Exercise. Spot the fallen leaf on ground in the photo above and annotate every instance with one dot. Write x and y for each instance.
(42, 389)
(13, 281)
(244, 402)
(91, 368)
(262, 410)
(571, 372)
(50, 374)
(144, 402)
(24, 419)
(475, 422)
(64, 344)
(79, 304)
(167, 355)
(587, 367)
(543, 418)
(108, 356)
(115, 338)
══════════════════════════════
TASK DETAILS: Print the data above again, line for line, with no changes.

CORRECT RESPONSE:
Exercise. Spot the fallen leaf on ground in the photo above and annotate every instance with one dot. Write x and y for each instance.
(42, 389)
(13, 281)
(244, 402)
(91, 368)
(262, 410)
(571, 372)
(50, 374)
(144, 402)
(24, 419)
(475, 422)
(64, 344)
(79, 304)
(167, 355)
(587, 367)
(543, 418)
(108, 356)
(115, 338)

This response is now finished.